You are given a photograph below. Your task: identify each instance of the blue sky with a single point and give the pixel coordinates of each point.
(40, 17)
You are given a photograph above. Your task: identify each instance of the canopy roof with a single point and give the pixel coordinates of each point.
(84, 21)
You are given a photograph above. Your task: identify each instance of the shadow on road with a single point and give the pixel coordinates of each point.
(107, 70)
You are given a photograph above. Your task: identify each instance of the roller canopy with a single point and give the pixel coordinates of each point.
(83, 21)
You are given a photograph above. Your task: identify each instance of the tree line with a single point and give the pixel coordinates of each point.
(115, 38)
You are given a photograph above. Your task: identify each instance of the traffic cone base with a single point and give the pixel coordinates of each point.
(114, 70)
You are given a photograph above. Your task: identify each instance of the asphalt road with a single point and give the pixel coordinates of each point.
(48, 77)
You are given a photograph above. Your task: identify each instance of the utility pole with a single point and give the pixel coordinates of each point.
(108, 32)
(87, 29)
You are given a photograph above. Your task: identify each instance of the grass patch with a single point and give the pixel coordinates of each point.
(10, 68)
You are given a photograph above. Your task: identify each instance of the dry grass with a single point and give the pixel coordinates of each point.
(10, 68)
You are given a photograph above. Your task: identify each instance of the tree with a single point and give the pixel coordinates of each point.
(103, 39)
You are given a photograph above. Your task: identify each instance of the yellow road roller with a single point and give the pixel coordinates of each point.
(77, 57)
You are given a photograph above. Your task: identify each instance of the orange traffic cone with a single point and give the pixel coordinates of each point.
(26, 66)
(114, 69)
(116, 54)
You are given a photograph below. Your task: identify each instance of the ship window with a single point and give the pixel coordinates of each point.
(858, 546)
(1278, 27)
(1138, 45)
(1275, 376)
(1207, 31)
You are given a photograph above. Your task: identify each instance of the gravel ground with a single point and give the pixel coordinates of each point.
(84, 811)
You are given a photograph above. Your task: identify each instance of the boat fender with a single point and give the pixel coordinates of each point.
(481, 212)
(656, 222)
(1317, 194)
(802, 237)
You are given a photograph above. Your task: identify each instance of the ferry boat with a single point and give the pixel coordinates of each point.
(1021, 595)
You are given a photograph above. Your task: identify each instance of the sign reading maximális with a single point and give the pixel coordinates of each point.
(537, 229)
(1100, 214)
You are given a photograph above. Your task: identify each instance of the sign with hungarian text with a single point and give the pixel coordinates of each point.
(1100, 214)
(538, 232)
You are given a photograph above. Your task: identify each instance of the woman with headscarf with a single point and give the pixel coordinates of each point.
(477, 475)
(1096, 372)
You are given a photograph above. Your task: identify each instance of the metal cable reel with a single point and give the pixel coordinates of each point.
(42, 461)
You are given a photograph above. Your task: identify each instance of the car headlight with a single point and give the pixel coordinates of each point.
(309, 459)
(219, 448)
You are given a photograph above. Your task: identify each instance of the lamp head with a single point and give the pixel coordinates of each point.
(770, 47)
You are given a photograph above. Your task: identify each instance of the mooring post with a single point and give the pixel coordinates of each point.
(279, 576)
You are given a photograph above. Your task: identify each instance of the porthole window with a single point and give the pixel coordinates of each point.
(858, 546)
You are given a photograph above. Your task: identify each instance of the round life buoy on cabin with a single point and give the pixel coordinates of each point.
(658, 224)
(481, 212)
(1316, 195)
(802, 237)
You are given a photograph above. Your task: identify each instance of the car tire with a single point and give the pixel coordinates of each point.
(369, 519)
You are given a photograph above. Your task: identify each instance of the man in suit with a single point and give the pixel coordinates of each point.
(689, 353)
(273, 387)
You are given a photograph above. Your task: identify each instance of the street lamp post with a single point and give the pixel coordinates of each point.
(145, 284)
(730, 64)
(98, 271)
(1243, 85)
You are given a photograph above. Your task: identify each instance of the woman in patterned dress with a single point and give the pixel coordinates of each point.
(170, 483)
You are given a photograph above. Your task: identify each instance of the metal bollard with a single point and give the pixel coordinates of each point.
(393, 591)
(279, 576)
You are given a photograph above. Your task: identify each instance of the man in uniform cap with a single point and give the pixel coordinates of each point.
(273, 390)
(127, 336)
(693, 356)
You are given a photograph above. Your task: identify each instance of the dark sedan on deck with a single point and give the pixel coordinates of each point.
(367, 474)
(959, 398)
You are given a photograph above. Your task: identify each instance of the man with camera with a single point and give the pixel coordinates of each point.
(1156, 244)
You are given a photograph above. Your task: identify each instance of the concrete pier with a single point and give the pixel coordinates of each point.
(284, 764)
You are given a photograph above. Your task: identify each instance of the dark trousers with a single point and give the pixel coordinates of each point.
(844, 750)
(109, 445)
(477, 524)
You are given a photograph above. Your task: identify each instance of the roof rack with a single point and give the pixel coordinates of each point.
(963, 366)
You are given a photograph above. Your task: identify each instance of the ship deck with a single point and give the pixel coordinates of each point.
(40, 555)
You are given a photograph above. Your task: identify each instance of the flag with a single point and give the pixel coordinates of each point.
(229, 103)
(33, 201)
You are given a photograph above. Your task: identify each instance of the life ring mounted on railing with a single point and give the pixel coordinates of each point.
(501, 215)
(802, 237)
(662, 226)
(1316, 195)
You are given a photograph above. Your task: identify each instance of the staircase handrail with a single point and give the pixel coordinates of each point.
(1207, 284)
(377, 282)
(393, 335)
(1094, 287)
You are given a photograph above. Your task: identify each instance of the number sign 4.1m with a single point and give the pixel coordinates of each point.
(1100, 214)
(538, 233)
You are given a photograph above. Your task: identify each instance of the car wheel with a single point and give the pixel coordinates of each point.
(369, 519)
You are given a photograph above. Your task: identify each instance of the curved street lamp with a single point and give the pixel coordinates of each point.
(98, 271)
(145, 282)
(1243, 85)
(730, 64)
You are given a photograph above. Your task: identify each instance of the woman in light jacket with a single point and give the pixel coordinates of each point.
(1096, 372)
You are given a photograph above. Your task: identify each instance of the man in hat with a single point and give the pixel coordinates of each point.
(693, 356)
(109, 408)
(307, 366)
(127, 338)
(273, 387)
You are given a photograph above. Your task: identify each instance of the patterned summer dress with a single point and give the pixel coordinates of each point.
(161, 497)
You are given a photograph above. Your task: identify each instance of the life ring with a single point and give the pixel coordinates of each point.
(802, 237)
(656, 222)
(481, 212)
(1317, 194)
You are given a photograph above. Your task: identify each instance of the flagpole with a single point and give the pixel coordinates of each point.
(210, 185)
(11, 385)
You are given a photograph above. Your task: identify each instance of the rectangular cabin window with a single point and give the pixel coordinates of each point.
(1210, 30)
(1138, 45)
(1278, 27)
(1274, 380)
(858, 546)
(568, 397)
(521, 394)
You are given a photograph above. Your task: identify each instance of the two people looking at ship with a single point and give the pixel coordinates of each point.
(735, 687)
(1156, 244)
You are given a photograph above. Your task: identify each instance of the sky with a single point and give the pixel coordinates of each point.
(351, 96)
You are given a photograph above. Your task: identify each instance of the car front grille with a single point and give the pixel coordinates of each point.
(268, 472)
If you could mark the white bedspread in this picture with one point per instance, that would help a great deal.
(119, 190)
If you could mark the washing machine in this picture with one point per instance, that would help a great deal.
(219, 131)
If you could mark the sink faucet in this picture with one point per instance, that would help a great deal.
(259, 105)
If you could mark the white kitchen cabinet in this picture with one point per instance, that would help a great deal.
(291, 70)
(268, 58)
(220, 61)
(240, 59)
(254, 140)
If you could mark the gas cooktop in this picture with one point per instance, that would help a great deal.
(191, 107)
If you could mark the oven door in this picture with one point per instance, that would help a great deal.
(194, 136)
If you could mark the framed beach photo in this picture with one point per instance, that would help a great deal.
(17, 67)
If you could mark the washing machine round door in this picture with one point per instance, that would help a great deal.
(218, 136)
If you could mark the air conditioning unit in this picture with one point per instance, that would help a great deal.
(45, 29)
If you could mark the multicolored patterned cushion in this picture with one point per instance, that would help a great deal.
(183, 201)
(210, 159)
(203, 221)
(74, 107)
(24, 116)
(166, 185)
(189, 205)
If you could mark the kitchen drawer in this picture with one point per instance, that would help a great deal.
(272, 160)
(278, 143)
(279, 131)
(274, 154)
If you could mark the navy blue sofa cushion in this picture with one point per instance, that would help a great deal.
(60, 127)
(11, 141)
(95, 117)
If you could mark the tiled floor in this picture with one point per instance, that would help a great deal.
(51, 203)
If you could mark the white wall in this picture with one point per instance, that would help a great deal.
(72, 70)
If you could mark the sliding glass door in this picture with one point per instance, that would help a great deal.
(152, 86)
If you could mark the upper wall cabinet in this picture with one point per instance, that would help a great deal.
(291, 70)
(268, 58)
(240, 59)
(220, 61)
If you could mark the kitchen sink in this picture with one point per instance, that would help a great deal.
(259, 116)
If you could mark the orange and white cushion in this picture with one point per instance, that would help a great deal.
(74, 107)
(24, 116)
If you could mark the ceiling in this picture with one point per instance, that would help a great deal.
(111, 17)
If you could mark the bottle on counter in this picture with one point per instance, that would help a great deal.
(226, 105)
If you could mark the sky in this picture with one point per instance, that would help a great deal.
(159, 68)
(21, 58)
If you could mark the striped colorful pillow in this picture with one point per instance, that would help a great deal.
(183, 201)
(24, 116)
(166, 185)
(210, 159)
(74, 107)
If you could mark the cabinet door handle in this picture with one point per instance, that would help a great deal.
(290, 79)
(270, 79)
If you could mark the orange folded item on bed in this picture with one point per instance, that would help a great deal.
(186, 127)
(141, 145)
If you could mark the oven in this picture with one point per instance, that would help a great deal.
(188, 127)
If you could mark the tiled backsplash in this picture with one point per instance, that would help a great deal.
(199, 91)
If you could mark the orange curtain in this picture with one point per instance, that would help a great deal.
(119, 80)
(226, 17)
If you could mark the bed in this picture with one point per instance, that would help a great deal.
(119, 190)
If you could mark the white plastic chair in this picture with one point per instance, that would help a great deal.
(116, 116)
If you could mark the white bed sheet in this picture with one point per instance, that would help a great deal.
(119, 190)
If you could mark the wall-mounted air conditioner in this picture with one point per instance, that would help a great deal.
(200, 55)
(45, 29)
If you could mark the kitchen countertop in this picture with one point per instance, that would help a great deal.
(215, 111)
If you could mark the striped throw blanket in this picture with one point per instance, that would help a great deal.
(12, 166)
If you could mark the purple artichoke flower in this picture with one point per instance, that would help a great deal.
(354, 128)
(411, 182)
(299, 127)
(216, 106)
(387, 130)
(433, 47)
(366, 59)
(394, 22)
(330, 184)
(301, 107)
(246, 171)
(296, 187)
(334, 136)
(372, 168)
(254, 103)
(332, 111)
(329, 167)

⁂

What you have to do — Could you print exactly the lines from the one containing "If you could mark the striped throw" through the last line of the records above?

Task solution —
If you could mark the striped throw blanket in this picture with one point per instance, that would help a great deal.
(12, 166)
If you could mark the purple artichoke flower in this picture with one point per instance, that would help a great deal.
(354, 128)
(411, 182)
(299, 127)
(216, 106)
(387, 130)
(433, 47)
(366, 59)
(394, 22)
(330, 184)
(301, 107)
(246, 171)
(296, 187)
(334, 136)
(372, 168)
(254, 103)
(332, 111)
(329, 167)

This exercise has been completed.